***** Exercise data *****

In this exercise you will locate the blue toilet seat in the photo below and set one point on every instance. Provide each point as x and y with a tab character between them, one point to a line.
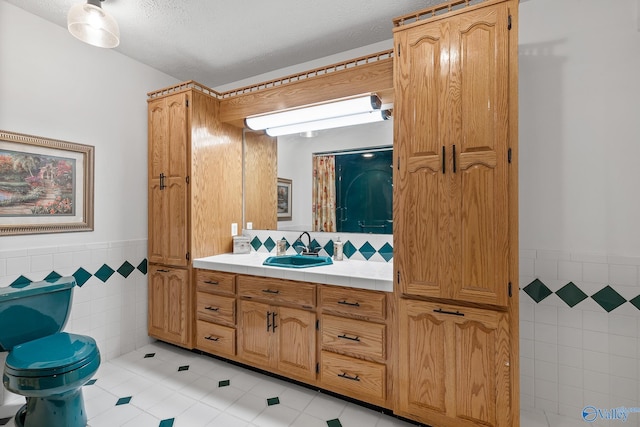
52	356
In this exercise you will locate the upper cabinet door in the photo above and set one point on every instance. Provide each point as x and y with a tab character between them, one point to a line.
451	206
420	132
479	138
168	170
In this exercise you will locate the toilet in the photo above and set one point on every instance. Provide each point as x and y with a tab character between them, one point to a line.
47	366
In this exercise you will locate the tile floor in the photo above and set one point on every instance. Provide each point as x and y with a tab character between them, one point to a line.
164	386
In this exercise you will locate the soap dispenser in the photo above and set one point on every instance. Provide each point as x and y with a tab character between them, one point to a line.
337	250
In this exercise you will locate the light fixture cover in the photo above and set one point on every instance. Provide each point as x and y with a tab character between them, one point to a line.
363	104
330	123
91	24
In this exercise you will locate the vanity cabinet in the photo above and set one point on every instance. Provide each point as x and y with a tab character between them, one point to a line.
455	215
215	312
355	345
169	303
194	193
277	326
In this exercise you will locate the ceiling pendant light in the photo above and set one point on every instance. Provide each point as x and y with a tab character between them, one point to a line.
91	24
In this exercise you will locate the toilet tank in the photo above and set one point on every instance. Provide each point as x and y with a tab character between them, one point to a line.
34	311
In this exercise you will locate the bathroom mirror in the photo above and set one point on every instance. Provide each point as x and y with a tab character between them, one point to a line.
291	157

*****

Only the pictures stay behind; copy everything else in the records above exactly.

**Answer area**
In this exercise you will locate the blue toilet seat in the photo below and set one point on every instance. Provide each point as x and y with a tab character between them, one point to a line.
52	356
In this exercise you will locate the upper cabinet door in the photo above and set one point on every instance. Provide each point as x and y with a tab character between them, one point to a line.
451	206
420	132
479	138
168	170
In this exercise you will locate the toilet in the photo above and set one point on every instance. Provide each point as x and y with a tab character between them, one point to a line.
47	366
In this exercise you will locate the tile floor in the photo above and set one point on every instance. Provide each point as x and y with a tab character between them, one point to a line.
164	386
In this exercise you will locate the soap dispenser in the photo above and set one point on every instance. Provide each point as x and y with a tab character between them, one point to a line.
337	250
In this exercise you will locate the light fixture cover in the photo above and set one point on every instance. Provide each point as x and y with a tab character between them, one point to a line.
363	104
330	123
91	24
In this exercise you will locate the vanity cabinet in the photo above and set one point on every instance. Provide each point as x and y with a tab character between them, one point to a line.
455	215
215	312
355	345
169	303
194	193
277	326
In this exercise you will locate the ceiling pendant light in the photo above and set one point on every instance. Provide each point as x and y with a tab character between them, one point to a line.
91	24
In this exercise you will locate the toilet tank in the photo above and set one point on every instance. Provide each point as x and y with a tab character between them, one point to a line.
34	311
In this exercise you will locate the bathroom mirror in the photo above and set one point on every instance. Provide each point as x and y with a tab character between them, one point to a line.
291	157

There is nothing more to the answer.